▶ _Consigne_
Reprenez la suite du texte sur les environnements numériques de travail dans l'éducation nationale, en commençant juste après sa dernière phrase.

▶ _Texte à lire_
---------------

La tradition jacobine française consiste à chercher à proposer un outil central (après expérimentation ou pas) qui s’impose à tous. On voit bien ce que cela donne pour la gestion des impôts sur Internet par exemple et on en comprend bien évidemment l’intérêt surtout lorsque un modèle unique s’applique à tous. La transposition de ces modèles centralisés dans l’éducation nationale est un vieux rêve toujours réactualisé. L’essence même de l’enseignement étant l’humain, il me semble inévitable que le local l’emporte sur le global. Cependant les deux doivent aller ensemble au sein d’une institution qui entend s’adresser de manière égalitaire à tous. 
A propos du déploiement des TIC dans l’environnement scolaire, l’émergence de la notion de d’ENT se présente comme un intéressant objet d’étude. En effet depuis 2003, et surtout 2004 les ministère, relayé par les services rectoraux tentent de proposer des outils complets et clés en main. A leurs cotés, les concepteurs de toutes origines (du logiciel libre, comme du logiciel propriétaire) vont dans le même sens, a l’instar du monde de l’entreprise ou de l’administration. De surcroit des collectivités territoriales embrayent pour accéder au même projet, s’appuyant parfois, ou pas, sur les rectorats ou sur le secteur privé.

---------------

▶ _Liste_
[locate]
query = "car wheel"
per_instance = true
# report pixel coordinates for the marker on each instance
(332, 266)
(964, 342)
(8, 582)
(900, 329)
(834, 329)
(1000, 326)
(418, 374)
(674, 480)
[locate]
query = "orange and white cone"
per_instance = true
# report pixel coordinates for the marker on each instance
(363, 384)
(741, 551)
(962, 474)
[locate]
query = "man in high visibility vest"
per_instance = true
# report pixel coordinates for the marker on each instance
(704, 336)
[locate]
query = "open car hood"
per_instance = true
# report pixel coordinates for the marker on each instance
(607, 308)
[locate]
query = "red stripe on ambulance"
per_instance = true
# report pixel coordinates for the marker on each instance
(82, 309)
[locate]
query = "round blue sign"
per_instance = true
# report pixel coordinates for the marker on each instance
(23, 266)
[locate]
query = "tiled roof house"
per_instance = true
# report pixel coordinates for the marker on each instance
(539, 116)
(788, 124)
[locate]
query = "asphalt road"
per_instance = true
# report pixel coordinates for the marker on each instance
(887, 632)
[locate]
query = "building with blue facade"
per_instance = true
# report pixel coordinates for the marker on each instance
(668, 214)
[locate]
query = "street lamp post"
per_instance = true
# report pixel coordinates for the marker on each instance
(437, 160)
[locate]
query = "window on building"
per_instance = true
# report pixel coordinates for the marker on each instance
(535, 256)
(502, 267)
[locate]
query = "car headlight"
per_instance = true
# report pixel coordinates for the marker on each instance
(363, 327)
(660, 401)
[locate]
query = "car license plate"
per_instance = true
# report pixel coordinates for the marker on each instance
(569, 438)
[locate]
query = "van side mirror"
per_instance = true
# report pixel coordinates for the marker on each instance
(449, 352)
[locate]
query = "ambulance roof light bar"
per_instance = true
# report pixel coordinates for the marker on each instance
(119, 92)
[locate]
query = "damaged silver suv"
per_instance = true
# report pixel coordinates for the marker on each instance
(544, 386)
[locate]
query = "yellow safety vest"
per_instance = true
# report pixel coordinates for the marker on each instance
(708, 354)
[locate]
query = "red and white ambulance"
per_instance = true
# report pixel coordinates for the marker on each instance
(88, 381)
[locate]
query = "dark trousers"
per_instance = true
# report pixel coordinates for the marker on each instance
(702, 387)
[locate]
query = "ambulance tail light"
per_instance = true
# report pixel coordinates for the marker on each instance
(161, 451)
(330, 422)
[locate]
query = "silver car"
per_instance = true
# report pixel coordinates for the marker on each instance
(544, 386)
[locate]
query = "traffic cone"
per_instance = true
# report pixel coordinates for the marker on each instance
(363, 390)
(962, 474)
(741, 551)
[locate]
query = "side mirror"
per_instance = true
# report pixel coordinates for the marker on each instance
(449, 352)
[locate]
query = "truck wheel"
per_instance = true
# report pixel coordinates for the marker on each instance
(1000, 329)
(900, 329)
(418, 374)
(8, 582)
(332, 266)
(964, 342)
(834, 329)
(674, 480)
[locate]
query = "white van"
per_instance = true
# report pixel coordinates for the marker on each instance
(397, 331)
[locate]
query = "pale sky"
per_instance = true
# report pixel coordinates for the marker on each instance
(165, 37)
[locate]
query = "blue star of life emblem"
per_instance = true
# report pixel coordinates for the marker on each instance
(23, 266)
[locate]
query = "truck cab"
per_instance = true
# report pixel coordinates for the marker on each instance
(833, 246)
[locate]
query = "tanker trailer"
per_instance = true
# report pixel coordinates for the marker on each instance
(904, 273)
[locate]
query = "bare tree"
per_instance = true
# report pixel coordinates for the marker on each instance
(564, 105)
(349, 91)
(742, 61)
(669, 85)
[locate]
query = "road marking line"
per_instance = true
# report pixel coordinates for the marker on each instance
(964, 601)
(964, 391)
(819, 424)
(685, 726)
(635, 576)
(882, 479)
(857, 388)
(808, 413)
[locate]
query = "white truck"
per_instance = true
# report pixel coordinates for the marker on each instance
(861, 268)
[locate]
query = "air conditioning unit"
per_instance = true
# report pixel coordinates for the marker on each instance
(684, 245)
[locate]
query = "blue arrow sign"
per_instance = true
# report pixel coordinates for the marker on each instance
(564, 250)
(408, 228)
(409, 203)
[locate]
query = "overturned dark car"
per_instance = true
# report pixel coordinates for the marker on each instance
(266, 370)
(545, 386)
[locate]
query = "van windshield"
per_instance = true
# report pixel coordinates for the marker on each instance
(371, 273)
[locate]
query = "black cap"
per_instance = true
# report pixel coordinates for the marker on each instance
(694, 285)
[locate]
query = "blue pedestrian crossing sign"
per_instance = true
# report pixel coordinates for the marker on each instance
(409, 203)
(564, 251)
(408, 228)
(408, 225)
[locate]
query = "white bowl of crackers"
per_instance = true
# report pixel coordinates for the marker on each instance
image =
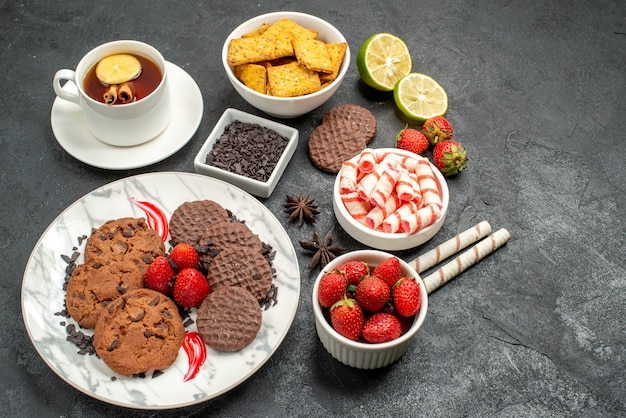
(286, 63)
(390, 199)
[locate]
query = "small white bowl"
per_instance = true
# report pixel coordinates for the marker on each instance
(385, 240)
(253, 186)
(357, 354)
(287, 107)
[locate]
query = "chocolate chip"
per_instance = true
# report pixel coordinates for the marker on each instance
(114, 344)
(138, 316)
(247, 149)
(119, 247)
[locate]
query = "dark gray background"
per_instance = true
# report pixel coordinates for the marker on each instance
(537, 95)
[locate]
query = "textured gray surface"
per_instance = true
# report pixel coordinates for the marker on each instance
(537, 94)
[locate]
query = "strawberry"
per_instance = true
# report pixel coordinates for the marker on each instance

---------------

▶ _En réponse_
 
Si l’on observe les pratiques sociales des TIC, mais aussi les pratiques en place dans les établissements scolaires, on remarque que « l’environnement numérique des activités » se développe en réalité de manière atomisée et pragmatique. D’une part une multiplicité de petites applications rendent des services adaptés à des besoins ponctuels et contextualisés, mais elles sont largement indépendantes les une des autres. D’autre part, des pratiques individuelles, aussi bien des enseignants, des élèves que des autres membres des communautés éducatives s’appuient sur des outils grands publics aux fonctionnalités variées et souvent aussi indépendantes que celles des établissements.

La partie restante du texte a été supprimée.